## Requirement A:
Can you repeat everything in the film essay from "A year, though" down to "of the art."?
## Requirement B:
Which films does the film essay say are now scheduled for 2025?

## Page extract:
_ _ _

Animation of roses falling on a directors chair.
Illustration by Daniel Jurman

A year ago, I wasn’t sanguine about the state of ultra-low-budget filmmaking; this year, the D.I.Y. domain accounts for many of the best new releases. What I’m still not sanguine about is the economic prospects for such movies, which, even in the best of times, were shaky box-office propositions. This may not matter for the films themselves, insofar as the best movies, the ones that open new prospects for the art, are made for the future (and the few who see that future in them) as much as for their own time; they reach large audiences only by happy coincidence. But it matters greatly for filmmakers, because early commercial failure may curtail promising careers.

On the other hand, sometimes the few who discern merit in a small, unprofitable movie include producers, financiers, and others with the power to make things happen. RaMell Ross’s exquisite 2018 documentary, “Hale County This Morning, This Evening,” took in only $112,282 at the box office, but it got him the chance to direct his first dramatic feature, “Nickel Boys,” with a budget of more than twenty million dollars. That’s good news for Ross, of course, but it’s also good news for the cinema at large—because the remarkable conceptual and aesthetic innovations of his new movie couldn’t have been realized on a shoestring budget. This year’s best releases are crucial reminders of the vitality and the invigorating energy of independent filmmaking—at all levels, ranging from the megamillions that Francis Ford Coppola personally pumped into “Megalopolis” to the hard-scrounged microbudgets of “Christmas Eve in Miller’s Point,” “My First Film,” and “The People’s Joker” (which was launched with a crowdfunding campaign).

A year, though real enough celestially speaking, is a cinematic artifice. It’s hard to glean trends from a year’s releases, because what’s released depends on the vagaries of production and distribution—the happenstance of which directors have movies in the works at a given moment, which movies premièring at festivals get acquired by a distributor for U.S. release. Some films that might have made it to my 2024 list (“On Becoming a Guinea Fowl,” “Eephus,” “Misericordia”) are now scheduled for 2025, and others (“Subtraction,” “Suburban Fury,” “Vas-Tu Renoncer?”) have no U.S. distribution. Still, the movies on the list do suggest a shared theme that has been latent in new releases for a while: the expansion of the art.

That may sound vague and grandiose, but a specific kind of expansion has recently been in evidence among many of the best new films. The point-of-view shots in “Nickel Boys” that vertiginously unite viewers and characters, the live performance of an actor who pops up in person and seemingly interacts with Adam Driver during screenings of “Megalopolis,” the pointillistic fragmentation of “Christmas Eve in Miller’s Point,” and the multiple levels of fiction and autofiction in “My First Film” all suggest an expanded cinema that doesn’t so much break film frames as it displaces them off the screen—that doesn’t make movies less cinematic but cinematizes life.

_ _ _

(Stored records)
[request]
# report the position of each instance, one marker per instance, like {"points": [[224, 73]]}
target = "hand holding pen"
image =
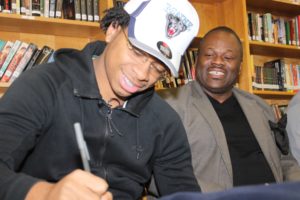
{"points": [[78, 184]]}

_ _ _

## Exercise result A:
A year, though real enough celestially speaking, is a cinematic artifice. It’s hard to glean trends from a year’s releases, because what’s released depends on the vagaries of production and distribution—the happenstance of which directors have movies in the works at a given moment, which movies premièring at festivals get acquired by a distributor for U.S. release. Some films that might have made it to my 2024 list (“On Becoming a Guinea Fowl,” “Eephus,” “Misericordia”) are now scheduled for 2025, and others (“Subtraction,” “Suburban Fury,” “Vas-Tu Renoncer?”) have no U.S. distribution. Still, the movies on the list do suggest a shared theme that has been latent in new releases for a while: the expansion of the art.

## Exercise result B:
"On Becoming a Guinea Fowl," "Eephus," and "Misericordia."